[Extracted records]

--------------------

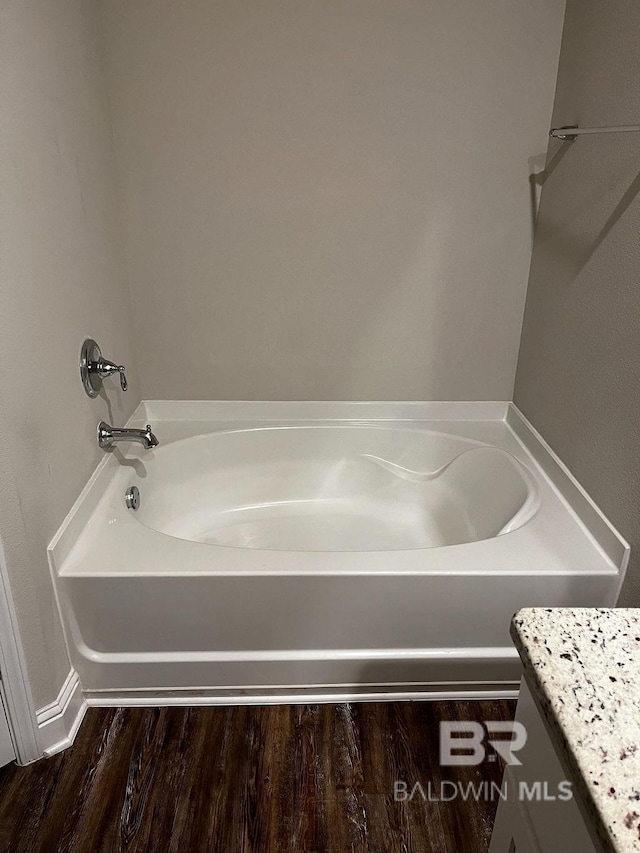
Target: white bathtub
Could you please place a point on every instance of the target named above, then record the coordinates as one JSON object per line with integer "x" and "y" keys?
{"x": 288, "y": 551}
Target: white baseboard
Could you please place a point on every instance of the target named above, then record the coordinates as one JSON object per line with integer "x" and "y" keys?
{"x": 314, "y": 695}
{"x": 59, "y": 721}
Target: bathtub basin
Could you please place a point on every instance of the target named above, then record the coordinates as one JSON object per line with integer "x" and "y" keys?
{"x": 298, "y": 552}
{"x": 354, "y": 488}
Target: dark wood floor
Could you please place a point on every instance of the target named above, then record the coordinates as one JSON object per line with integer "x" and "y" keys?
{"x": 316, "y": 778}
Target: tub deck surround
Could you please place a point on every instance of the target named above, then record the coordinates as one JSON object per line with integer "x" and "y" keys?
{"x": 582, "y": 667}
{"x": 201, "y": 597}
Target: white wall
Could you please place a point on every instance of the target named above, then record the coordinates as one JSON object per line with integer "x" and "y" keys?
{"x": 63, "y": 278}
{"x": 579, "y": 369}
{"x": 329, "y": 200}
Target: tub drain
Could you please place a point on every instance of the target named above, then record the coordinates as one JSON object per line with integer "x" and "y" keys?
{"x": 132, "y": 497}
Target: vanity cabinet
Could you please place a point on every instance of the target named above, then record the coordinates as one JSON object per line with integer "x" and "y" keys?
{"x": 536, "y": 815}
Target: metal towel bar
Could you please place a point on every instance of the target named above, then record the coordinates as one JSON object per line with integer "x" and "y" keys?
{"x": 571, "y": 132}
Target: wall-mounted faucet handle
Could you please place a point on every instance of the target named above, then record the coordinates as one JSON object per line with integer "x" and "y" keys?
{"x": 107, "y": 368}
{"x": 94, "y": 368}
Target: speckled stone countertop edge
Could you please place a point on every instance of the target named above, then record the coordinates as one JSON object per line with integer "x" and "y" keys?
{"x": 600, "y": 827}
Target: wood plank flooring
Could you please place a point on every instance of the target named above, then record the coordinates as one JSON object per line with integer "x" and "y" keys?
{"x": 279, "y": 779}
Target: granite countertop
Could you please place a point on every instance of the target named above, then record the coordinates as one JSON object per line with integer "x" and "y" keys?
{"x": 583, "y": 666}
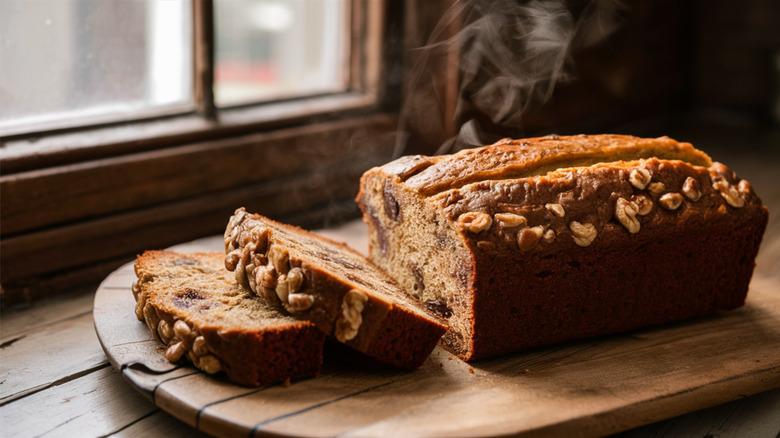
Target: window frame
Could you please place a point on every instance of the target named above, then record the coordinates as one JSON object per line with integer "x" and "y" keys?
{"x": 87, "y": 200}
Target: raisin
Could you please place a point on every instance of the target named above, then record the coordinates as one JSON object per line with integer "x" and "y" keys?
{"x": 439, "y": 307}
{"x": 391, "y": 204}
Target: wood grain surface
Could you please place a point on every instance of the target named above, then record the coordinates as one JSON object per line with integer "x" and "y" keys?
{"x": 594, "y": 387}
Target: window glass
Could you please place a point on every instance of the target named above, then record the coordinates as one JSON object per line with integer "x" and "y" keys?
{"x": 276, "y": 49}
{"x": 66, "y": 62}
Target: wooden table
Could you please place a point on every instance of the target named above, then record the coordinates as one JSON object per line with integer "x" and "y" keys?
{"x": 55, "y": 379}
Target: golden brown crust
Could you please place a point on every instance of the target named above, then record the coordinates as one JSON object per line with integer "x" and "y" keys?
{"x": 528, "y": 242}
{"x": 333, "y": 286}
{"x": 194, "y": 307}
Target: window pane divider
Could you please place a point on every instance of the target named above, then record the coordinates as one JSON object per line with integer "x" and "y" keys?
{"x": 203, "y": 57}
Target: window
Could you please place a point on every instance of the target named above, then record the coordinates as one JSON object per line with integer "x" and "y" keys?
{"x": 76, "y": 62}
{"x": 276, "y": 49}
{"x": 151, "y": 122}
{"x": 80, "y": 62}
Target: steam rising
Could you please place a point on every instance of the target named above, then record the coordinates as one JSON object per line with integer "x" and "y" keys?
{"x": 510, "y": 57}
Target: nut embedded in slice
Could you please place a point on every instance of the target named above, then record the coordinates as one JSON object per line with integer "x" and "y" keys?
{"x": 193, "y": 305}
{"x": 339, "y": 290}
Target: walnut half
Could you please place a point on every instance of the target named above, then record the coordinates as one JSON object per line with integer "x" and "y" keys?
{"x": 348, "y": 323}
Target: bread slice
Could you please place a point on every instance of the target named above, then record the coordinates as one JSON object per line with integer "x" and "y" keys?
{"x": 335, "y": 287}
{"x": 193, "y": 305}
{"x": 535, "y": 241}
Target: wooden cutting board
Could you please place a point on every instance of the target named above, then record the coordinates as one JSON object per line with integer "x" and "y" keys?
{"x": 588, "y": 388}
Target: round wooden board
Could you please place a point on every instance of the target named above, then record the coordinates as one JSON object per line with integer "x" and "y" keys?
{"x": 594, "y": 387}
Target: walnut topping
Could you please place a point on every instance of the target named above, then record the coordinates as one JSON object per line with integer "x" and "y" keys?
{"x": 282, "y": 288}
{"x": 199, "y": 346}
{"x": 528, "y": 237}
{"x": 670, "y": 201}
{"x": 299, "y": 302}
{"x": 656, "y": 187}
{"x": 280, "y": 259}
{"x": 182, "y": 329}
{"x": 165, "y": 331}
{"x": 556, "y": 209}
{"x": 644, "y": 204}
{"x": 625, "y": 212}
{"x": 231, "y": 259}
{"x": 729, "y": 192}
{"x": 744, "y": 187}
{"x": 260, "y": 236}
{"x": 691, "y": 189}
{"x": 348, "y": 323}
{"x": 475, "y": 221}
{"x": 639, "y": 178}
{"x": 175, "y": 351}
{"x": 510, "y": 220}
{"x": 583, "y": 234}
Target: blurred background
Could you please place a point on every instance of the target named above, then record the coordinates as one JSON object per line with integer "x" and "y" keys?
{"x": 138, "y": 124}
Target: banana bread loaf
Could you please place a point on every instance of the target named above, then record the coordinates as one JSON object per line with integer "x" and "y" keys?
{"x": 193, "y": 305}
{"x": 333, "y": 286}
{"x": 530, "y": 242}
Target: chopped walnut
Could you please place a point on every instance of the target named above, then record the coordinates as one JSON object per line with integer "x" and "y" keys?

--------------------

*Problem description*: Reproduce, word for word, only the lines from the one that contains "Target: blurred background" through the final line.

*Exercise response*:
Target: blurred background
Could you please place a point on every instance of the target named above, then record the coordinates as one JSON object per line with integer "x" and "y" keys?
{"x": 138, "y": 124}
Target: banana bread loaf
Could you please place a point on every instance of the target named above, then record the coordinates as one JSON object per line with integer "x" and "y" keys?
{"x": 193, "y": 305}
{"x": 333, "y": 286}
{"x": 530, "y": 242}
Target: chopped walnut
Could you please place a point on every instance of the target named above, then record the coordinates as one JSON object per line with integer "x" and "y" keys?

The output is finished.